── DATA EXCERPTS

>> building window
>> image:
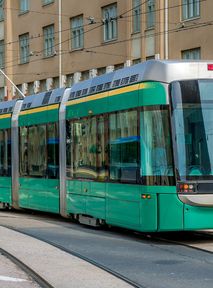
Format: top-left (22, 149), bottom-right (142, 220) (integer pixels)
top-left (0, 0), bottom-right (4, 21)
top-left (42, 0), bottom-right (54, 5)
top-left (81, 70), bottom-right (89, 81)
top-left (20, 0), bottom-right (29, 13)
top-left (19, 33), bottom-right (29, 64)
top-left (97, 67), bottom-right (106, 75)
top-left (71, 15), bottom-right (84, 50)
top-left (0, 87), bottom-right (4, 101)
top-left (28, 82), bottom-right (34, 95)
top-left (0, 40), bottom-right (4, 68)
top-left (102, 4), bottom-right (118, 42)
top-left (182, 0), bottom-right (200, 20)
top-left (66, 74), bottom-right (74, 87)
top-left (43, 25), bottom-right (55, 57)
top-left (132, 0), bottom-right (141, 33)
top-left (133, 58), bottom-right (141, 65)
top-left (182, 48), bottom-right (201, 59)
top-left (146, 0), bottom-right (155, 28)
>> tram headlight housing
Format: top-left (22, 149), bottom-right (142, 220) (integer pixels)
top-left (178, 183), bottom-right (196, 193)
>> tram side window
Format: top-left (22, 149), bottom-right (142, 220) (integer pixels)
top-left (109, 110), bottom-right (139, 183)
top-left (20, 127), bottom-right (28, 176)
top-left (140, 107), bottom-right (174, 185)
top-left (97, 115), bottom-right (108, 181)
top-left (69, 116), bottom-right (108, 180)
top-left (47, 123), bottom-right (59, 179)
top-left (0, 129), bottom-right (11, 176)
top-left (20, 125), bottom-right (48, 178)
top-left (66, 120), bottom-right (72, 178)
top-left (72, 117), bottom-right (97, 179)
top-left (28, 125), bottom-right (47, 177)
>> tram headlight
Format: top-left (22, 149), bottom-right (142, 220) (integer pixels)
top-left (178, 183), bottom-right (196, 193)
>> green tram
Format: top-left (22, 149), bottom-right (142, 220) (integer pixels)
top-left (1, 60), bottom-right (213, 232)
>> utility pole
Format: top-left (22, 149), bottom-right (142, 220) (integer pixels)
top-left (58, 0), bottom-right (62, 88)
top-left (164, 0), bottom-right (169, 59)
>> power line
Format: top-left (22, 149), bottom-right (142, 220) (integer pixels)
top-left (2, 0), bottom-right (208, 73)
top-left (4, 17), bottom-right (213, 71)
top-left (120, 0), bottom-right (206, 19)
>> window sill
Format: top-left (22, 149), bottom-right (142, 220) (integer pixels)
top-left (19, 10), bottom-right (29, 16)
top-left (181, 16), bottom-right (200, 23)
top-left (102, 38), bottom-right (118, 45)
top-left (131, 31), bottom-right (141, 36)
top-left (144, 26), bottom-right (155, 33)
top-left (42, 1), bottom-right (54, 7)
top-left (70, 47), bottom-right (84, 52)
top-left (19, 61), bottom-right (29, 65)
top-left (43, 54), bottom-right (56, 59)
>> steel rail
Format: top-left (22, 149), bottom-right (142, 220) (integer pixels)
top-left (0, 247), bottom-right (54, 288)
top-left (1, 224), bottom-right (147, 288)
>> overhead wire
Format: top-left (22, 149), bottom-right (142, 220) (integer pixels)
top-left (2, 0), bottom-right (208, 73)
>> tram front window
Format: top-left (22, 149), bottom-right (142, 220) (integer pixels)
top-left (171, 80), bottom-right (213, 180)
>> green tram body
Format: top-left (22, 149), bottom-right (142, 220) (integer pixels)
top-left (0, 112), bottom-right (12, 206)
top-left (1, 60), bottom-right (213, 232)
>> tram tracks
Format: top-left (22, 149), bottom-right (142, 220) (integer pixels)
top-left (0, 247), bottom-right (54, 288)
top-left (1, 212), bottom-right (213, 288)
top-left (0, 224), bottom-right (144, 288)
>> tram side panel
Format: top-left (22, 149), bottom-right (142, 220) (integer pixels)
top-left (0, 114), bottom-right (12, 207)
top-left (18, 105), bottom-right (60, 213)
top-left (65, 82), bottom-right (161, 231)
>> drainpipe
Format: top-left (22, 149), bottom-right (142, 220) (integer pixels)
top-left (164, 0), bottom-right (169, 59)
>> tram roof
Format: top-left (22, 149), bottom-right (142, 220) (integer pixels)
top-left (20, 87), bottom-right (65, 111)
top-left (0, 99), bottom-right (17, 115)
top-left (68, 60), bottom-right (213, 100)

────

» **WORK INSTRUCTIONS**:
Which of the lines above include the word "window"? Copy each of them.

» **RESPONSE AREA**:
>> building window
>> tram side window
>> window sill
>> tram front window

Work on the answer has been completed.